■ **What this task involves**: In your reply, write out the records exactly, each line intact.
*** Dataset Section Begins ***
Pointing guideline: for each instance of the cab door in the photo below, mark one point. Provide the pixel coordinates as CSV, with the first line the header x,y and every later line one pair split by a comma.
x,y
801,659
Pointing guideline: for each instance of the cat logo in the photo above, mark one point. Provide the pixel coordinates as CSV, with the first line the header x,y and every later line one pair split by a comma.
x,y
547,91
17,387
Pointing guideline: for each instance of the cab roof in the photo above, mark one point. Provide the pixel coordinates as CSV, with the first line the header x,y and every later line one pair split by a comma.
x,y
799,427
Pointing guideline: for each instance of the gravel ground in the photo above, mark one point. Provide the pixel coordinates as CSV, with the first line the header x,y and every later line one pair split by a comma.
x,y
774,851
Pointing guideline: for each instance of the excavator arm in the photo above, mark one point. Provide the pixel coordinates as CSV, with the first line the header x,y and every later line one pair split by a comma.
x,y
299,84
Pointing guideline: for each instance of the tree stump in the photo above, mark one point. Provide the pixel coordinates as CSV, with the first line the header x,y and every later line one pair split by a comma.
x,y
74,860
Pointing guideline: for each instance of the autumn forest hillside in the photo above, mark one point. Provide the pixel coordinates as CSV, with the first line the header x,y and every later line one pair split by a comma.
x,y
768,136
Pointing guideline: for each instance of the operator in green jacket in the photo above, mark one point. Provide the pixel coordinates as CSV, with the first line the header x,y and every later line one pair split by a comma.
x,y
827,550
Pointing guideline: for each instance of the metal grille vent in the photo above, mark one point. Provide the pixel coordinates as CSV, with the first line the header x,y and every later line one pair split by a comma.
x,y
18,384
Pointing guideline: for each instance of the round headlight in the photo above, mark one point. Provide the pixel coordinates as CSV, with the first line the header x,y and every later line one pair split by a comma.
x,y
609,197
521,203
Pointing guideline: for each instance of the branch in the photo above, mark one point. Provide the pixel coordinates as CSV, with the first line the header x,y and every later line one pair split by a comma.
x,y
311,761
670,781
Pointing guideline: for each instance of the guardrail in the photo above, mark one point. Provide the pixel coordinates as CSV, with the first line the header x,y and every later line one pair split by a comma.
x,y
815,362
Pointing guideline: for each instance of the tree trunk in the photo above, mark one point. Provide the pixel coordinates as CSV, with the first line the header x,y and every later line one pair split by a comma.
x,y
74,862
*** Dataset Section Ends ***
■ **Answer section**:
Pointing guideline: for each instance of the cab door in the photo below, mark one point. Provide the pixel coordinates as CSV, with the first line the header x,y and every later line one pair split by a comma.
x,y
801,659
Pointing guideline: for each instance of the cat logo in the photo above, mark one point. Provide the pixel coordinates as CSV, with the first line the header x,y and every later line one pair split by a comma.
x,y
547,91
17,387
Pointing guideline: for each instance of the cab roof in the photo above, mark one point. Provide the pixel coordinates as CSV, with the first line the header x,y and every later line one pair split by a comma.
x,y
799,427
Pointing guideline: for each instance of the gravel ground in the photo above, mark one point. Provide the pixel coordinates as CSV, with the first line the header x,y and every later line one pair split by a comma.
x,y
774,851
Pointing guideline: for each instance of the excavator arm in the photo above, mark one point. Provide the pixel coordinates as CSV, with the first line the header x,y and every later line one pair split by a comma.
x,y
299,84
Pointing guideline: for each instance of the tree stump in the photo above, mark one point. Provide the pixel coordinates as CSV, with the first line the header x,y and every later line one pair split by a comma.
x,y
74,860
Pointing guideline: for each instance of the autumn forest hillside in the photo above, mark one point. Provide the pixel coordinates as CSV, with the first line the header x,y and every later line one pair split by a comma.
x,y
768,136
Pointing guideline: for each instance of the operator in green jacket in the photo above, mark one point. Provide the pixel coordinates as CSV, with the first line the header x,y and every later line one pair split by a comma.
x,y
827,550
Pointing guideline: for each instance of the metal grille vent in the photo above, mark one point. Provide the pixel coordinates as CSV, with the first line the header x,y and every later line one pair split by a comma.
x,y
18,384
Pointing guideline: for each instance of the round headlight in the photo above, mark one point. Provide the pixel coordinates as CSV, with the first line the header x,y and every later line one pair split by a comma.
x,y
609,197
521,203
Pointing guideline: for each instance of the branch in the photo above, mark one point. Provide the pixel coordinates as CSV, with the first line the header x,y and every later line one pair split by a comma.
x,y
311,761
670,781
Pointing guideline: for each instance of the guardrail in the photo above, mark one point. Provide the pixel coordinates as CSV, with the first line the header x,y and every later line one pair split by a comma.
x,y
815,362
Pointing guideline: for each instance of the tree trunk in the photo above, mark one point. Provide the pixel coordinates as CSV, with the first line the header x,y and every later line one pair split by a comma.
x,y
74,862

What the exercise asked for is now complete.